Image box annotation records
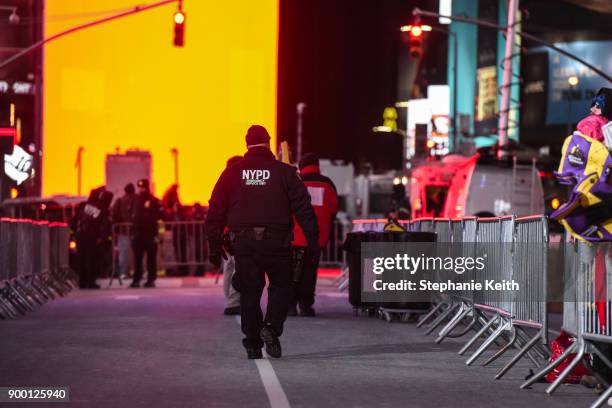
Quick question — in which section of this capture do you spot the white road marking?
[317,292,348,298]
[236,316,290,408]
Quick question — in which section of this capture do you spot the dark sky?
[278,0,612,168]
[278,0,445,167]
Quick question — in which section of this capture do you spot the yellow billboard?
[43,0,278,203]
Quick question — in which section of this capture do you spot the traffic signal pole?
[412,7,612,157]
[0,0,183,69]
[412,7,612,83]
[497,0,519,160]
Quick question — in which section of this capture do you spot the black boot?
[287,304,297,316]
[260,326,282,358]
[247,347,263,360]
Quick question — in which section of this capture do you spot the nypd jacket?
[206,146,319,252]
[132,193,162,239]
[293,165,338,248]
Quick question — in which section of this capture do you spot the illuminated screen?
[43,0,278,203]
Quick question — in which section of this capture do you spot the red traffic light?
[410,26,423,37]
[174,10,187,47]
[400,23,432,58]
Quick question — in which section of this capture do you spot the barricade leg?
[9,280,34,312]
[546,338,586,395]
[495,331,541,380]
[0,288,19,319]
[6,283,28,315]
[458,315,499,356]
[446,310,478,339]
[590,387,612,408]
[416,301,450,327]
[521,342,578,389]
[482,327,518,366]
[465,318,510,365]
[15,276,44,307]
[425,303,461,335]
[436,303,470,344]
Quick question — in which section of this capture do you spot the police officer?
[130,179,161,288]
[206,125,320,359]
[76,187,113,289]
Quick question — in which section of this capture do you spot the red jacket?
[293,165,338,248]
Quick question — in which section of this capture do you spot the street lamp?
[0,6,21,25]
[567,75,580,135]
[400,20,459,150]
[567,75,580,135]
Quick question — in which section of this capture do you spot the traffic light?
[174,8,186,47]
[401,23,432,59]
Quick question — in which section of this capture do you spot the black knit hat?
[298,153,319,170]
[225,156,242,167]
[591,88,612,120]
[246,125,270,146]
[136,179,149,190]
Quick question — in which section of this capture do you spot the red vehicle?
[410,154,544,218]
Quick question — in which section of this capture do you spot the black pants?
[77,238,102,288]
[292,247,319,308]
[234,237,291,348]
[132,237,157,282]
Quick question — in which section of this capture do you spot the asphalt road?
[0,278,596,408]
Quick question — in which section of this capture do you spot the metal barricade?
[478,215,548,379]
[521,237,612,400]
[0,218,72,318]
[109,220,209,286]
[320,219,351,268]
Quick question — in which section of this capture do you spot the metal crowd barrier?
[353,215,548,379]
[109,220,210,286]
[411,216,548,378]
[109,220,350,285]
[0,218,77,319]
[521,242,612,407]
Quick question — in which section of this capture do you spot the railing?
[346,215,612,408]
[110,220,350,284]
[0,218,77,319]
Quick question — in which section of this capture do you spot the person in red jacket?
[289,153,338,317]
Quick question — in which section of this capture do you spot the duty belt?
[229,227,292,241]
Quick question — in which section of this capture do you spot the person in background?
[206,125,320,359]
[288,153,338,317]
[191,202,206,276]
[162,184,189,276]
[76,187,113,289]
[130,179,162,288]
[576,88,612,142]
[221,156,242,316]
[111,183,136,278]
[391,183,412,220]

--

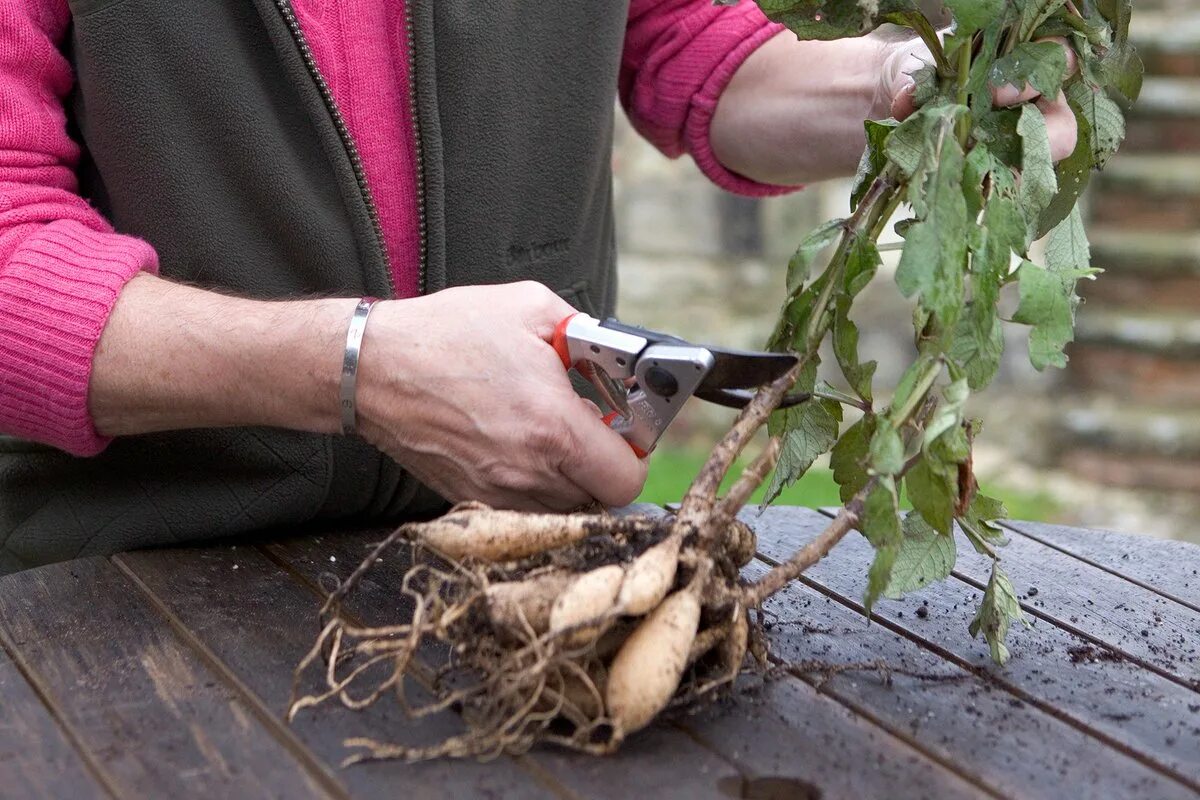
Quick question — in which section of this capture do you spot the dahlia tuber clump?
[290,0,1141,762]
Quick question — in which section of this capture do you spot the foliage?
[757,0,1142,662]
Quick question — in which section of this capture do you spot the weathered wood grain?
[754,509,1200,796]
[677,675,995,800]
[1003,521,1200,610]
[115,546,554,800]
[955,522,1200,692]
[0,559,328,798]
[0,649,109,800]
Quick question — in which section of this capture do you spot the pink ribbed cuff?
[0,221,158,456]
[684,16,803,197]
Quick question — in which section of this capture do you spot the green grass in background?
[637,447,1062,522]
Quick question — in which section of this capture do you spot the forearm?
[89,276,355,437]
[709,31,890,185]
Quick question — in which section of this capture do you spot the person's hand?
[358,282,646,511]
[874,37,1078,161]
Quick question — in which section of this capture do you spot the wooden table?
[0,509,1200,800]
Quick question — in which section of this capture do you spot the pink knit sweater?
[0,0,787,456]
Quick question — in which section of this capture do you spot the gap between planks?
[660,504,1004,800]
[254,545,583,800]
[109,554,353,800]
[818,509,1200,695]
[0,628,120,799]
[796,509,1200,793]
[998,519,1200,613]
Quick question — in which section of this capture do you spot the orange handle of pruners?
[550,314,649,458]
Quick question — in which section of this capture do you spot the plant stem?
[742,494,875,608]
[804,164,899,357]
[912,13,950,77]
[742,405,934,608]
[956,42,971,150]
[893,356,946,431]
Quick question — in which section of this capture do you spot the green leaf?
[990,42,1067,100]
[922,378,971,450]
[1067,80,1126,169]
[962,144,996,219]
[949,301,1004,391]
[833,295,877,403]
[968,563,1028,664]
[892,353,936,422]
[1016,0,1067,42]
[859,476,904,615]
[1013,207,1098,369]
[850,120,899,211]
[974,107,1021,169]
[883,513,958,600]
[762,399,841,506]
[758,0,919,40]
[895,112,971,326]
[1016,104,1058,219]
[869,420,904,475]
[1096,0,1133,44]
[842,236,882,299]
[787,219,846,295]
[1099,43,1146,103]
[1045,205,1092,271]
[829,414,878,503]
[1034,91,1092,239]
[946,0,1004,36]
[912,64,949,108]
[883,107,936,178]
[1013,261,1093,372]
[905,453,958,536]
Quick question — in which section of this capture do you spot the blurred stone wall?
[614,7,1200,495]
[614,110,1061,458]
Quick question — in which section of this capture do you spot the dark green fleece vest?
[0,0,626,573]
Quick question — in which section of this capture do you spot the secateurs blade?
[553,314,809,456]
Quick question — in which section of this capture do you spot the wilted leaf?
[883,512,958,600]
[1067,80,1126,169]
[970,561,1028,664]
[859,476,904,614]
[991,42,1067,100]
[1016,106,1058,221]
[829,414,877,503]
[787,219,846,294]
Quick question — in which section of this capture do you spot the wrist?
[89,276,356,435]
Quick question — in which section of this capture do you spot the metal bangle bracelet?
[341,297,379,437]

...

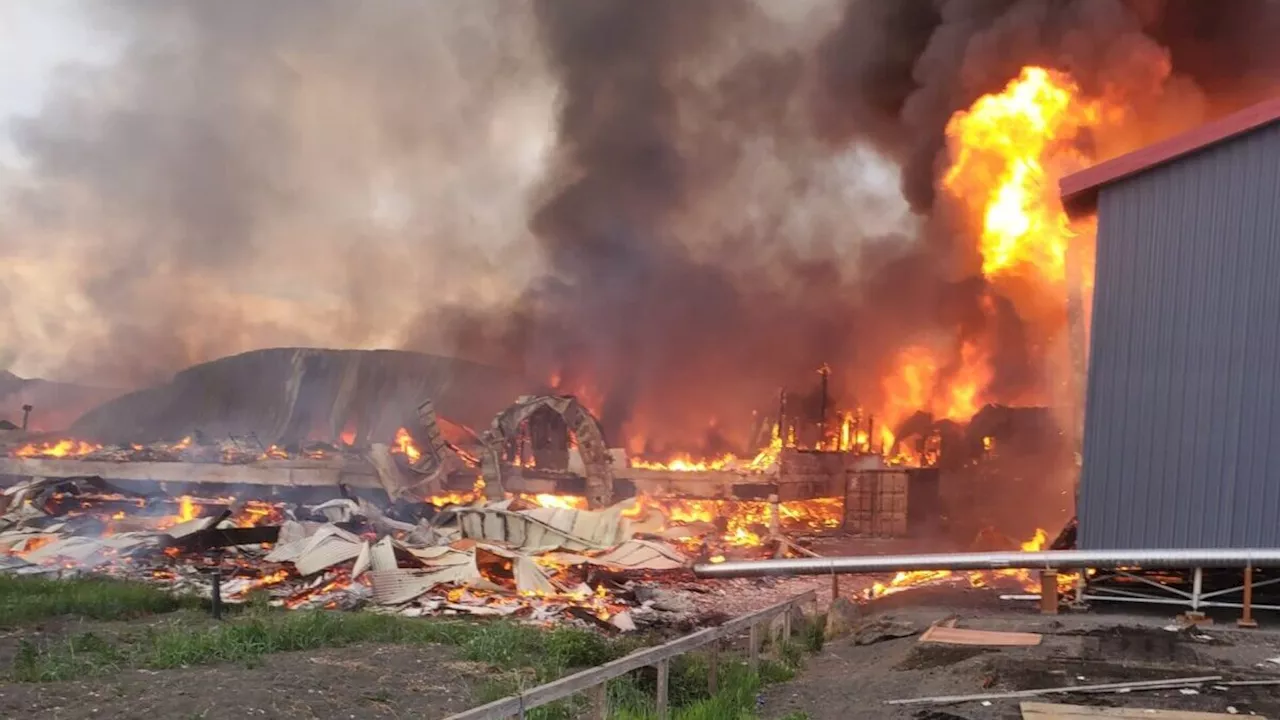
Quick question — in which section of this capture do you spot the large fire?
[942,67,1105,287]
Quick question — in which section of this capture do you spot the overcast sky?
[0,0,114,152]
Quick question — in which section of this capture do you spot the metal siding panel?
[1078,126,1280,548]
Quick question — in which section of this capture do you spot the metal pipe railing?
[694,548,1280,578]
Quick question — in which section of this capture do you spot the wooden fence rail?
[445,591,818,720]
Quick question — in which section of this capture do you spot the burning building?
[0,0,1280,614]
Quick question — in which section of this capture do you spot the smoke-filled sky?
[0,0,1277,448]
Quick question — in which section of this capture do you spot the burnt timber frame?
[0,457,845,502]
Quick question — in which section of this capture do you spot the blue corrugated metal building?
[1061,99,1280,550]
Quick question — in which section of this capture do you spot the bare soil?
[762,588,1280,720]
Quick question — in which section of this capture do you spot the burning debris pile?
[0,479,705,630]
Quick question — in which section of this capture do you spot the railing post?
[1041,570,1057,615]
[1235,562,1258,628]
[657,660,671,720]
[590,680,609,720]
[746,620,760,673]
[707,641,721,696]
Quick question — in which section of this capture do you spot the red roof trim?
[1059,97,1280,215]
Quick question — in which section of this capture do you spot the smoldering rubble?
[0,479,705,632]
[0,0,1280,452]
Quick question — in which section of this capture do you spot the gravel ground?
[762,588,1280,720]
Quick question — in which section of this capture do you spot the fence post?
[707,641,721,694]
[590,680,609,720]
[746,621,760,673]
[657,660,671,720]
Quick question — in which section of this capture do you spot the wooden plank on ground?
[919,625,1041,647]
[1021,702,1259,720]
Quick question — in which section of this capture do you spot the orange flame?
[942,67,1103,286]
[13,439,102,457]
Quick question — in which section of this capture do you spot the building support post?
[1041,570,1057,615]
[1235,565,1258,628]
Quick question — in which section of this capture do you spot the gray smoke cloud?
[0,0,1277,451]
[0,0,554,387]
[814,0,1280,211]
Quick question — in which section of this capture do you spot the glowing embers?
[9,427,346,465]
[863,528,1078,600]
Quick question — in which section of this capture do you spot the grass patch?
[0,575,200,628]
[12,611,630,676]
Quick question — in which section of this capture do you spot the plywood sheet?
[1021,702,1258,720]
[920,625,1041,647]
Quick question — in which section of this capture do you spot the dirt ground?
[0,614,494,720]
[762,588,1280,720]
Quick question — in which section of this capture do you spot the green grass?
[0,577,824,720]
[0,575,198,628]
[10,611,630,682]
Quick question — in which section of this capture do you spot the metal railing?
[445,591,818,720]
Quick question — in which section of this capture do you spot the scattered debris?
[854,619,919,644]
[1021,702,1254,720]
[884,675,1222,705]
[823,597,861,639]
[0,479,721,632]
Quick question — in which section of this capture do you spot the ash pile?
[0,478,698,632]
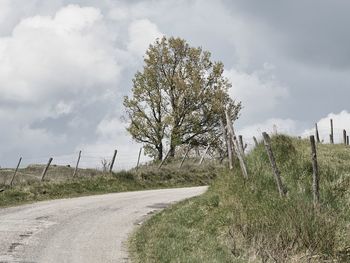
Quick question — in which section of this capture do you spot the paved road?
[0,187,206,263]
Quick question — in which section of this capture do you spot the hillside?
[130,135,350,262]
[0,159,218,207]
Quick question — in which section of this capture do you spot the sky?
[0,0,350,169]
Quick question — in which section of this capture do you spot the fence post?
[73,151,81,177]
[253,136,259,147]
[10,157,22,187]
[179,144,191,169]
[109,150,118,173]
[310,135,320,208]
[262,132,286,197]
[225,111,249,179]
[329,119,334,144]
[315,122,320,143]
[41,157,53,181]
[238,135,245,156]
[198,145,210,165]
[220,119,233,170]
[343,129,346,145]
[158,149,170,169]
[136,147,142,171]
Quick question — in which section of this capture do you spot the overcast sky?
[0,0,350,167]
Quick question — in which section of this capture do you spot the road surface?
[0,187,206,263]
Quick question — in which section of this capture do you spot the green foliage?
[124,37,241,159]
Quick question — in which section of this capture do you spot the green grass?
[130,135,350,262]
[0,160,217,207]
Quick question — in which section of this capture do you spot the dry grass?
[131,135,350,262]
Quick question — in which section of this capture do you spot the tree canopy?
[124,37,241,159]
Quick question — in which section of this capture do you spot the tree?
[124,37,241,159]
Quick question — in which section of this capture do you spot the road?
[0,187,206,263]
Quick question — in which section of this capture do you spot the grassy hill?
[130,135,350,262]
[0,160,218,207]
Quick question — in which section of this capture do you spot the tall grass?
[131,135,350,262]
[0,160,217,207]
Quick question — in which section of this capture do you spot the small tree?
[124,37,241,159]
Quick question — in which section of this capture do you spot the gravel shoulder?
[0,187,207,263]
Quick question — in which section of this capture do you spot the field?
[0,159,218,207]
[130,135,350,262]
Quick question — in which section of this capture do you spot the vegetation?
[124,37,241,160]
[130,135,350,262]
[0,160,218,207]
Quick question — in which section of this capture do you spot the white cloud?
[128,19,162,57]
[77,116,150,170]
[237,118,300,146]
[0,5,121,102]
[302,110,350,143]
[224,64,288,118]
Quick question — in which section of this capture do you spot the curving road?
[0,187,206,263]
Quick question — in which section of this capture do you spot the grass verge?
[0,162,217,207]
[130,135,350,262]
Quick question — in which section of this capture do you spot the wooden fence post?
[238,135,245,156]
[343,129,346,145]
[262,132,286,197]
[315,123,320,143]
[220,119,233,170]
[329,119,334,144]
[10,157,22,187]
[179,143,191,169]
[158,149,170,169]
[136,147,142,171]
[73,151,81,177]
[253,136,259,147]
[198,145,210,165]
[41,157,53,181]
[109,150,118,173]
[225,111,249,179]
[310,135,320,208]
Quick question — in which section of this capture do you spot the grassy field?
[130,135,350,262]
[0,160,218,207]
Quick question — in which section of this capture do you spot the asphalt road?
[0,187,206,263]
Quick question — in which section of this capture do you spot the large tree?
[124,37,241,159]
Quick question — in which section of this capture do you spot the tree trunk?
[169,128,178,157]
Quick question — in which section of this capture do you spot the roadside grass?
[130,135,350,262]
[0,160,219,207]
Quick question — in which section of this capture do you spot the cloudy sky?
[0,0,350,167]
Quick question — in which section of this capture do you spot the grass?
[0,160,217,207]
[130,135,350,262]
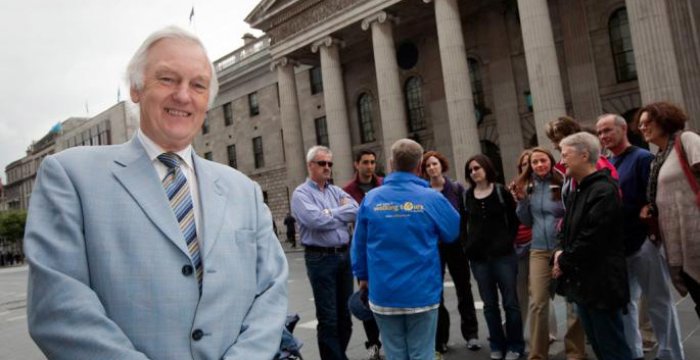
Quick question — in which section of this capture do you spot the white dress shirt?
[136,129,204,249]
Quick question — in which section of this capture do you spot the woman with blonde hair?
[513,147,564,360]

◆ Task brief
Can you put the part of the material that opens with the line containing "white dress shirt?" and closes with the line containing "[513,147,564,360]" into a two-column CSV headed request and box? Use one row per request, with its text and its answer each in its own quoted field and any line breaks changed to spaces.

◆ Task answer
request,box
"Quick question — in which section of this capture do you spot the white dress shirt?","[136,129,204,249]"
"Quick question — in which section of this capture do you spot the woman with blonde hair?","[513,147,564,360]"